SELECTED EXTRACT =
▽
Re: [DISCUSS] Formalizing requirements for pre-commit patches on new CI

Josh McKenzie Wed, 05 Jul 2023 05:25:12 -0700

> choose a consistent, representative subset of stable tests that we feel give 
> us a reasonable level of confidence in return for a reasonable amount of 
> runtime
> 
> ...
> Currently a dtest is being ran in j8 w/wo vnodes , j8/j11 w/wo vnodes and j11 
> w/wo vnodes. That is 6 times total. I wonder about that ROI.
> ...
> test with the default number of vnodes, test with the default compression 
> settings, and test with the default heap/off-heap buffers.
> 
If I take these at face value to be true (I happen to agree with them, so I'm 
going to do this :)), what falls out for me:
 1. Pre-commit should be an intentional smoke-testing suite, much smaller 
relative to post-commit than it is today
 2. We should aggressively cull all low-signal pre-commit tests, suites, and 
configurations that aren't needed to keep post-commit stable
High signal in pre-commit (indicative; non-exhaustive):
 1. Only the most commonly used JDK (JDK11 atm?)
 2. Config defaults (vnodes, compression, heap/off-heap buffers, memtable 
format, sstable format)
△
INPUT MATERIAL =
▽
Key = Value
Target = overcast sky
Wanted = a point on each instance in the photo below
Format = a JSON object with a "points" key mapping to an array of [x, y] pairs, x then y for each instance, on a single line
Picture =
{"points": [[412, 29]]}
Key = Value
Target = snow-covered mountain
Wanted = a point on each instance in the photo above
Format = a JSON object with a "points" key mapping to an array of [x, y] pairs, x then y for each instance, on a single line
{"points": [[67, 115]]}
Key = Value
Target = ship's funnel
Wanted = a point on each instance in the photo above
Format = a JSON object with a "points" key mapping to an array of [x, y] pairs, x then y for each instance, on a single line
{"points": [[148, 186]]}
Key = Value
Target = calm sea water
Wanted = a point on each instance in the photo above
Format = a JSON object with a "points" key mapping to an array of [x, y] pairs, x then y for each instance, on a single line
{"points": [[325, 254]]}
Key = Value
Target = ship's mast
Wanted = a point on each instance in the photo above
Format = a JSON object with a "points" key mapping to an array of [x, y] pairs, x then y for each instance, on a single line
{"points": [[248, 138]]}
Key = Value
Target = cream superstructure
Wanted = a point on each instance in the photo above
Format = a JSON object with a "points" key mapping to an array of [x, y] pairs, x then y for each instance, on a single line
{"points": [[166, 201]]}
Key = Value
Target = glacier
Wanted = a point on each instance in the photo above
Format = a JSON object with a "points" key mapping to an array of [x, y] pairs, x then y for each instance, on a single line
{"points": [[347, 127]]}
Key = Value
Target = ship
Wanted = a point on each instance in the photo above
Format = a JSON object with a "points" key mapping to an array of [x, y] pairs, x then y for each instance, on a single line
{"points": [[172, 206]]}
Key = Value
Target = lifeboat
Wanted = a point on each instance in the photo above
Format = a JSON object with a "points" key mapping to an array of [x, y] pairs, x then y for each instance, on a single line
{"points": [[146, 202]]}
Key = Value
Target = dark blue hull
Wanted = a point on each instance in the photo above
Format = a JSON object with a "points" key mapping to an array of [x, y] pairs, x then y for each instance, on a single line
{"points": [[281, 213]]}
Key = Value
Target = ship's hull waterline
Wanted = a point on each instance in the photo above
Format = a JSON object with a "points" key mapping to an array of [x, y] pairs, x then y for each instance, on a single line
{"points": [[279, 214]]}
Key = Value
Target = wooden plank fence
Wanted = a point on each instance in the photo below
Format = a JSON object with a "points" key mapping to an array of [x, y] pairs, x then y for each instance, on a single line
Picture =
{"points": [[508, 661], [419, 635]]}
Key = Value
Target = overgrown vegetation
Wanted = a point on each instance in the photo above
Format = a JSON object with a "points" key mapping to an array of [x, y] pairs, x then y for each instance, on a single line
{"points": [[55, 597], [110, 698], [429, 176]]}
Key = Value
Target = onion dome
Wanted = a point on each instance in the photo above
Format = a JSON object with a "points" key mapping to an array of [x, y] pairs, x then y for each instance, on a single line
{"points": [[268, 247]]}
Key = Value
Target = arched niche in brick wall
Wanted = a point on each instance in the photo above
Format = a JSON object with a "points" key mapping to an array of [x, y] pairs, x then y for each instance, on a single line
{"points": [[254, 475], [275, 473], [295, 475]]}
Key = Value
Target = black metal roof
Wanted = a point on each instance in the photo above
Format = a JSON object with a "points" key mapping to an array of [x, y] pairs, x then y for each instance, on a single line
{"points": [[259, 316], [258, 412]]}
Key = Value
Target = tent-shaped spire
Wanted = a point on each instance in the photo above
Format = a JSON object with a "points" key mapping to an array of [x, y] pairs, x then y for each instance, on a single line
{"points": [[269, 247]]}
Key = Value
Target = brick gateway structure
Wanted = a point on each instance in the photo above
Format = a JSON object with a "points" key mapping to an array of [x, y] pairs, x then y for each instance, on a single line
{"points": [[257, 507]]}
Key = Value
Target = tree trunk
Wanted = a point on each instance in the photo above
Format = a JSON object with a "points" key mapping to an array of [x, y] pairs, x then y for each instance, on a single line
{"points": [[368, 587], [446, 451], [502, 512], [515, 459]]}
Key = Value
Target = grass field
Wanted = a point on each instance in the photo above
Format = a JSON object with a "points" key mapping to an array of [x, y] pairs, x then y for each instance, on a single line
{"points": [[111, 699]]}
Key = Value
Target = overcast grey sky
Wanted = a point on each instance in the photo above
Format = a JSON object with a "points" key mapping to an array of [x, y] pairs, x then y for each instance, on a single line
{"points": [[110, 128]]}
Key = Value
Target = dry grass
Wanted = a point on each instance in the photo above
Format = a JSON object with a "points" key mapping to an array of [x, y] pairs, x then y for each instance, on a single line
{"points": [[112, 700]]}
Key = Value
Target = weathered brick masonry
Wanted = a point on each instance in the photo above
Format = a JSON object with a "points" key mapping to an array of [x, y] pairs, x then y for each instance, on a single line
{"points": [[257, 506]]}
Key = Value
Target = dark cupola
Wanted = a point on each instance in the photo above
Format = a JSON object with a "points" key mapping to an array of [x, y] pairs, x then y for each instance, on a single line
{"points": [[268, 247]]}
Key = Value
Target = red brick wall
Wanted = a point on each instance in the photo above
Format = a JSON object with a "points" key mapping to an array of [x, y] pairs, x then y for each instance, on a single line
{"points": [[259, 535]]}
△
▽
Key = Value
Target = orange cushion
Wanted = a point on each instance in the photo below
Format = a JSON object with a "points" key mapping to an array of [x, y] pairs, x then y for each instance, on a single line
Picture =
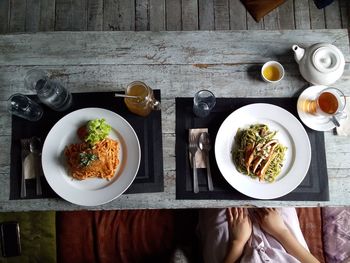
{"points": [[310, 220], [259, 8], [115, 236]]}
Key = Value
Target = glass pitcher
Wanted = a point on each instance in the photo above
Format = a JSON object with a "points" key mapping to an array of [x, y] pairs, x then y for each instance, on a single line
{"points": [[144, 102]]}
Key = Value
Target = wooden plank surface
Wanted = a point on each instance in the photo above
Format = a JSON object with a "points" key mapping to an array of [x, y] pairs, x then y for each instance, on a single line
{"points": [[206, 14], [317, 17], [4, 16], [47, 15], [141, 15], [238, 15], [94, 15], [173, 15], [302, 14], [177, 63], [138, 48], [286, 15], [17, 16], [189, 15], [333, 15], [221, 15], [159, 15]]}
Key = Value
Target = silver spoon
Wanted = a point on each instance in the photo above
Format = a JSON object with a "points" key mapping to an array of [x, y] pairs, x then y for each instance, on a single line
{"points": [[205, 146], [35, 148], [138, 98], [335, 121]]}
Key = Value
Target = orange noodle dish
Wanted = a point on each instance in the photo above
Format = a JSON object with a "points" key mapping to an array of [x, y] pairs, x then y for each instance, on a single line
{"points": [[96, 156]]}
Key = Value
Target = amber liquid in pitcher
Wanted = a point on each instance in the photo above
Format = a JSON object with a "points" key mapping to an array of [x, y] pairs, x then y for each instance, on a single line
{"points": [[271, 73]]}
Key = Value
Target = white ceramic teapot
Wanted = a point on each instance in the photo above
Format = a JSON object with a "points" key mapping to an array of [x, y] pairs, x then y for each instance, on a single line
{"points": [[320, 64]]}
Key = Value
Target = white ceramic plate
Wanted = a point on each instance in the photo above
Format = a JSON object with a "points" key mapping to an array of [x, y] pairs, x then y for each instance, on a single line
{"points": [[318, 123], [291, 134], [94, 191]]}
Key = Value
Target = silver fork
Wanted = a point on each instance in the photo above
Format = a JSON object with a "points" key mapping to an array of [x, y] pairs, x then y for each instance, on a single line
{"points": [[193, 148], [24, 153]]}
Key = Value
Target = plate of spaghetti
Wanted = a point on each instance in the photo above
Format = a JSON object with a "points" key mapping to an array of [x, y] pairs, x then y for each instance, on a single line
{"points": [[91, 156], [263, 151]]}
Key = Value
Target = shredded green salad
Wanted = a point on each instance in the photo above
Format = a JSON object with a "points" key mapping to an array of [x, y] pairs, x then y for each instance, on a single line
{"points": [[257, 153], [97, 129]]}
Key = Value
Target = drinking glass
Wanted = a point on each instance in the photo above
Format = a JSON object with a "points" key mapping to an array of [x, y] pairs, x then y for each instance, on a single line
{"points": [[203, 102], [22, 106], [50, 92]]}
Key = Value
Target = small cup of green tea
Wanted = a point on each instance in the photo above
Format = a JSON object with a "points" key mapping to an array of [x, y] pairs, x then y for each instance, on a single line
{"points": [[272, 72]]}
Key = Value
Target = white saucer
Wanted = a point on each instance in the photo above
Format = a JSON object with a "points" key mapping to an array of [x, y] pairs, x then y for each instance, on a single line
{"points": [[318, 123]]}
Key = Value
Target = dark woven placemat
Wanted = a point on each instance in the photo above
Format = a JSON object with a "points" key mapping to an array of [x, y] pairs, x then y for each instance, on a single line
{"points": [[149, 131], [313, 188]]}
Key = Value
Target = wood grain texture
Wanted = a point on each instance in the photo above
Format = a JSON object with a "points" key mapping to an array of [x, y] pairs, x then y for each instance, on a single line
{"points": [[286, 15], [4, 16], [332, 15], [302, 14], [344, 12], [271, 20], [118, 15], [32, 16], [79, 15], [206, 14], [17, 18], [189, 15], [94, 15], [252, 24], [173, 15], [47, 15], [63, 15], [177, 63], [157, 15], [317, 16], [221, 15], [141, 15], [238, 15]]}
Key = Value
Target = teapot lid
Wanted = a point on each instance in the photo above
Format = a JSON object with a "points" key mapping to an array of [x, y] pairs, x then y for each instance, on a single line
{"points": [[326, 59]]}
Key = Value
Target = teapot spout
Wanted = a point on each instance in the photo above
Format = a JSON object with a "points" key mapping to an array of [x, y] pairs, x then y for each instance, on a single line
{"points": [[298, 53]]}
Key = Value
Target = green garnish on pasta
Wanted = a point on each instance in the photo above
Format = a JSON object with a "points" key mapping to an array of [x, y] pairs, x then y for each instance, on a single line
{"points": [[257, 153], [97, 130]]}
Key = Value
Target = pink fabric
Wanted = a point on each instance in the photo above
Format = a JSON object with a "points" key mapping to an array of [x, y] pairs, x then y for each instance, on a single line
△
▽
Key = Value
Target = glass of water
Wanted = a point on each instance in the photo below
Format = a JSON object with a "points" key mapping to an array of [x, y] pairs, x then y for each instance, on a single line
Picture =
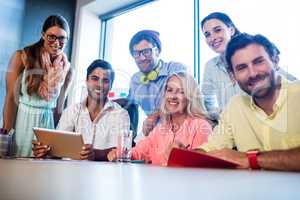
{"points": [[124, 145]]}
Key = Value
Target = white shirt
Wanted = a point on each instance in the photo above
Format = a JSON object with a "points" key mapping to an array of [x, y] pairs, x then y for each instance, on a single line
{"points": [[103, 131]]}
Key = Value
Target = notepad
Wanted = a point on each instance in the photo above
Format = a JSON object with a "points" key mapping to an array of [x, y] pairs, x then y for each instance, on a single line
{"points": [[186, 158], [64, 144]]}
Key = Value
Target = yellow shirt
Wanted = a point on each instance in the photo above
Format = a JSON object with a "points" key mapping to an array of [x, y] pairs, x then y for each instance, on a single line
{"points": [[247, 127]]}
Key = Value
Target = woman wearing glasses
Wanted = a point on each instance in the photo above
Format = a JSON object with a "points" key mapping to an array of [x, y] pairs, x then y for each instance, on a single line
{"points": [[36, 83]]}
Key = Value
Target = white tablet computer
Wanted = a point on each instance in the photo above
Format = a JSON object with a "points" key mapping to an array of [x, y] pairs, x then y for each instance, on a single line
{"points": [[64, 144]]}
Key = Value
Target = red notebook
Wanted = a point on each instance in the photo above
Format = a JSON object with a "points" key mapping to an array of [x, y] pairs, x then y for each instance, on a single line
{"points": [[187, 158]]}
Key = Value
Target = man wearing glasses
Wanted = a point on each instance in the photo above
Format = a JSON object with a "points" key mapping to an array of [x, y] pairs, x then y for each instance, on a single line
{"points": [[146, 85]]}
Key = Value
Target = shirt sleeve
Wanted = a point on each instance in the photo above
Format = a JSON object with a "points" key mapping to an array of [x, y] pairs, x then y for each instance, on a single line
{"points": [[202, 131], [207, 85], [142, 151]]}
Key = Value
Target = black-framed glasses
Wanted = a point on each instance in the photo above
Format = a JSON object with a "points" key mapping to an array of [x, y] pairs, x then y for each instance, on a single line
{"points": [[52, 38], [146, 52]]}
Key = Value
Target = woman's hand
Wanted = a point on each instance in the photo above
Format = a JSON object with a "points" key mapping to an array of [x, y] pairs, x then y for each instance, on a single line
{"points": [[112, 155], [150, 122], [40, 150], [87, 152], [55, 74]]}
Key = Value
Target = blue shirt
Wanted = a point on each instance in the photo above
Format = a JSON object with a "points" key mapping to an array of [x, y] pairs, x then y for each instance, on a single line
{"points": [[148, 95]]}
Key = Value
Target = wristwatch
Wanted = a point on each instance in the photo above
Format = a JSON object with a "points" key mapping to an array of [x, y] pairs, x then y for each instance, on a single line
△
DIRECTIVES =
(a) Quote the whole post about pre-commit test requirements, leaving nothing out.
(b) Pull out each line of the records that contains the word "green".

EXPECTED RESPONSES =
(a)
Re: [DISCUSS] Formalizing requirements for pre-commit patches on new CI

Josh McKenzie Wed, 05 Jul 2023 05:25:12 -0700

> choose a consistent, representative subset of stable tests that we feel give 
> us a reasonable level of confidence in return for a reasonable amount of 
> runtime
> 
> ...
> Currently a dtest is being ran in j8 w/wo vnodes , j8/j11 w/wo vnodes and j11 
> w/wo vnodes. That is 6 times total. I wonder about that ROI.
> ...
> test with the default number of vnodes, test with the default compression 
> settings, and test with the default heap/off-heap buffers.
> 
If I take these at face value to be true (I happen to agree with them, so I'm 
going to do this :)), what falls out for me:
 1. Pre-commit should be an intentional smoke-testing suite, much smaller 
relative to post-commit than it is today
 2. We should aggressively cull all low-signal pre-commit tests, suites, and 
configurations that aren't needed to keep post-commit stable
High signal in pre-commit (indicative; non-exhaustive):
 1. Only the most commonly used JDK (JDK11 atm?)
 2. Config defaults (vnodes, compression, heap/off-heap buffers, memtable 
format, sstable format)

(b)
Target = shredded green salad
Target = small cup of green tea
Target = green garnish on pasta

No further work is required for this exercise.